* **Exercise task A**:
Rewrite the rows from the line containing "Expected: a point placed on each instance of the pink" through the end of the rows, replacing "copper" with "brass" and leaving everything else unchanged.

-- Start of Selected excerpt --

Bahram Gharabaghi

Instrumentation

A range of Standard Laboratory Testing and Field Monitoring equipment for both surface and groundwater water quantity and quality; specialized computers and software packages for data analysis and modelling.

Capabilities

We install real-time monitoring stations to study the movement of water and pollution within our surface and groundwater systems. We use monitoring data for model calibration and to study the fate and transport of pollution to develop better management policy guidelines and standards.

Education and Employment Background

Dr. Bahram Gharabaghi received his PhD in Water Resources Engineering from the University of Guelph in 1999. From 1999 to 2001 he held a position as a Postdoctoral Fellow in the School of Engineering at the University of Guelph. He then worked as a Hydrologist at Golder Associates, Mississauga, Ontario from 2001 to 2003. In 2003, Gharabaghi rejoined the School of Engineering at the University of Guelph where he is now a full professor.

Research Themes

Gharabaghi’s research goals align with the United Nations 2030 Agenda for Sustainable Development, focusing on improving the accuracy and reliability of modelling design tools and engineering decision support systems for managing urban water infrastructure in the face of challenges posed by rapid population growth and climate change. This is crucial for protecting our precious water sources from further degradation and devising effective solutions for restoring impaired water bodies (rivers, lakes, and groundwater). He takes pride in having had the honor of mentoring twenty-five master's students, fifteen doctoral candidates, and seven postdoctoral fellows to completion in the last two decades. Alongside his students, Dr. Gharabaghi has co-authored over 250 peer-reviewed scientific articles, over 50 conference papers, and 9 book chapters.

-- End of Selected excerpt --
-- Start of Input data --

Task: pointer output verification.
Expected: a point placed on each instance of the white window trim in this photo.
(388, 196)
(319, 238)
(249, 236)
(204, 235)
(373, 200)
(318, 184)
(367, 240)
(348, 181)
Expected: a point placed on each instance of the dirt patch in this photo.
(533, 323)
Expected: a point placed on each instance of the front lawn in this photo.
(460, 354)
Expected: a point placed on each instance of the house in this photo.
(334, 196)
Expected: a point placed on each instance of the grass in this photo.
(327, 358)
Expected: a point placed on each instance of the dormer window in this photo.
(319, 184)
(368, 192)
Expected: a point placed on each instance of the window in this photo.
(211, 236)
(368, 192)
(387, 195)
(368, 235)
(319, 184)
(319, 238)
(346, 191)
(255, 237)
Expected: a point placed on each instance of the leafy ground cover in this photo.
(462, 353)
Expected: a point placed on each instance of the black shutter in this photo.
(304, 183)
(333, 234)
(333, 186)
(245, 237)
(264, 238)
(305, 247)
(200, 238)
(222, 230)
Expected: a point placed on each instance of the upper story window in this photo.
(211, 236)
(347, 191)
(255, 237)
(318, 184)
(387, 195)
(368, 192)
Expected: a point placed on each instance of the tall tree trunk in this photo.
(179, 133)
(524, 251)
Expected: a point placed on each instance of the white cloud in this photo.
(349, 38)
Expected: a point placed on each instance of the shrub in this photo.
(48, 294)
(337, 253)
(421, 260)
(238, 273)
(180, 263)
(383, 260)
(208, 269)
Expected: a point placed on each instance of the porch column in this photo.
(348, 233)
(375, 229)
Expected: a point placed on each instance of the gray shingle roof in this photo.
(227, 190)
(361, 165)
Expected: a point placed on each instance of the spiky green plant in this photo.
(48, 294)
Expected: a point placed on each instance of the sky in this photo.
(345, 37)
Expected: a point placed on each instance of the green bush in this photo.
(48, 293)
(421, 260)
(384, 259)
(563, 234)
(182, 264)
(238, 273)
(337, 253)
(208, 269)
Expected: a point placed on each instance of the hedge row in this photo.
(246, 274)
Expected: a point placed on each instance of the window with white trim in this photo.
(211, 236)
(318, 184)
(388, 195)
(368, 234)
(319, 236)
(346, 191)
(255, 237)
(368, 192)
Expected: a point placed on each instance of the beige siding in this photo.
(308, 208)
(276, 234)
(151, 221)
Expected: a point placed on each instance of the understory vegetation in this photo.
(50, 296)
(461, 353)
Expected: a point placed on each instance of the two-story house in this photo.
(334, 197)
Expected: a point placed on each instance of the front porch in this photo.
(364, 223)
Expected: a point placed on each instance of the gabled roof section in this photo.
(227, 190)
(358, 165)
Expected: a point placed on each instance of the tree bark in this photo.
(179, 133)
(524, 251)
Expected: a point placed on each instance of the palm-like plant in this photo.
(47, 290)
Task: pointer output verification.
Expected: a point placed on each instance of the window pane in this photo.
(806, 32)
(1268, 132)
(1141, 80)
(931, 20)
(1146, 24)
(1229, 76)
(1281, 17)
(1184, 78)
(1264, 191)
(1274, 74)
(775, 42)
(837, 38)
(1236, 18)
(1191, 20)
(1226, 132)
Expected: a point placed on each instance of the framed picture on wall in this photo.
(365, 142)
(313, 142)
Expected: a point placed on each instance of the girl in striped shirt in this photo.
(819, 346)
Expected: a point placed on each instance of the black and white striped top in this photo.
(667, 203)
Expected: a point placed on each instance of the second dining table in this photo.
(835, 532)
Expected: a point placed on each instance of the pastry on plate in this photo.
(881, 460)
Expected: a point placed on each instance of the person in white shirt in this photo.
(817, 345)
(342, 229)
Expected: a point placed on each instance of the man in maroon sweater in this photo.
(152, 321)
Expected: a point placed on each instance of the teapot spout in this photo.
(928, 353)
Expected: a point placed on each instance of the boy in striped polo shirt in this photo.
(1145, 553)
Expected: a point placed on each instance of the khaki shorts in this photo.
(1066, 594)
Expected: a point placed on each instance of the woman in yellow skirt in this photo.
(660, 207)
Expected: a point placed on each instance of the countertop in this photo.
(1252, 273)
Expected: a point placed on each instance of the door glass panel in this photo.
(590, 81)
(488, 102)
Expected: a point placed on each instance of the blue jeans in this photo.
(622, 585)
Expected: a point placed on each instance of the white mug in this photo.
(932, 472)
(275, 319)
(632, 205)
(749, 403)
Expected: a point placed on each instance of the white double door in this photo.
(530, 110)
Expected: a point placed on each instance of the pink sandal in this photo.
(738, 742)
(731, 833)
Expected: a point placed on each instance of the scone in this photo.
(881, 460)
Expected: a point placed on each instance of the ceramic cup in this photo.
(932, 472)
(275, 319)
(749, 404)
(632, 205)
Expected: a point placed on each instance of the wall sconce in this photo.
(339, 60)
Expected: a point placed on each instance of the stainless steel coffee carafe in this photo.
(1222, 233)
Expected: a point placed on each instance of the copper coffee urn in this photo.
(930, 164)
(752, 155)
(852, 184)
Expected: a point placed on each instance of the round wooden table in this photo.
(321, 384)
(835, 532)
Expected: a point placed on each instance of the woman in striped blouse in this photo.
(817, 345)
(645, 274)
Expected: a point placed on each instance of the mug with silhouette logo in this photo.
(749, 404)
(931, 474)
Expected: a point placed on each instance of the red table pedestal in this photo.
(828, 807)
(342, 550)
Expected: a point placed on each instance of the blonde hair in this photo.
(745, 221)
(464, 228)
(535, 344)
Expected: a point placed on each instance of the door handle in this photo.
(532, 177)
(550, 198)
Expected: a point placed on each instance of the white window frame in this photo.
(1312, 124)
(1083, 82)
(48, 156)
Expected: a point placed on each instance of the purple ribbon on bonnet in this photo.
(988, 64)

-- End of Input data --

* **Exercise task B**:
In the profile of Bahram Gharabaghi, why does the group install real-time monitoring stations, and what is the monitoring data then used for? Answer in one to three sentences.

* **Full output A**:
Expected: a point placed on each instance of the pink sandal in this photo.
(738, 742)
(731, 833)
Expected: a point placed on each instance of the scone in this photo.
(881, 460)
Expected: a point placed on each instance of the ceramic cup in this photo.
(932, 472)
(275, 319)
(749, 404)
(632, 205)
Expected: a point placed on each instance of the wall sconce in this photo.
(339, 60)
Expected: a point placed on each instance of the stainless steel coffee carafe in this photo.
(1222, 233)
Expected: a point placed on each instance of the brass coffee urn in this photo.
(930, 164)
(752, 155)
(852, 184)
Expected: a point placed on each instance of the round wooden table in this photo.
(321, 384)
(835, 532)
Expected: a point placed on each instance of the woman in striped blouse in this photo.
(817, 345)
(645, 274)
Expected: a point placed on each instance of the mug with silhouette logo in this photo.
(749, 404)
(931, 474)
Expected: a point placed on each instance of the red table pedestal in this photo.
(828, 807)
(342, 550)
Expected: a point placed on each instance of the blonde hair in this photo.
(745, 221)
(464, 228)
(535, 344)
Expected: a point placed on each instance of the door handle in this photo.
(532, 177)
(550, 198)
Expected: a point placed on each instance of the white window frame in this photo.
(1312, 124)
(1083, 82)
(48, 156)
Expected: a point placed on each instance of the purple ribbon on bonnet in this photo.
(988, 64)

* **Full output B**:
The stations are installed to study how water and pollution move within surface and groundwater systems. The monitoring data is used to calibrate models and to study the fate and transport of pollution. This work supports better management policy guidelines and standards.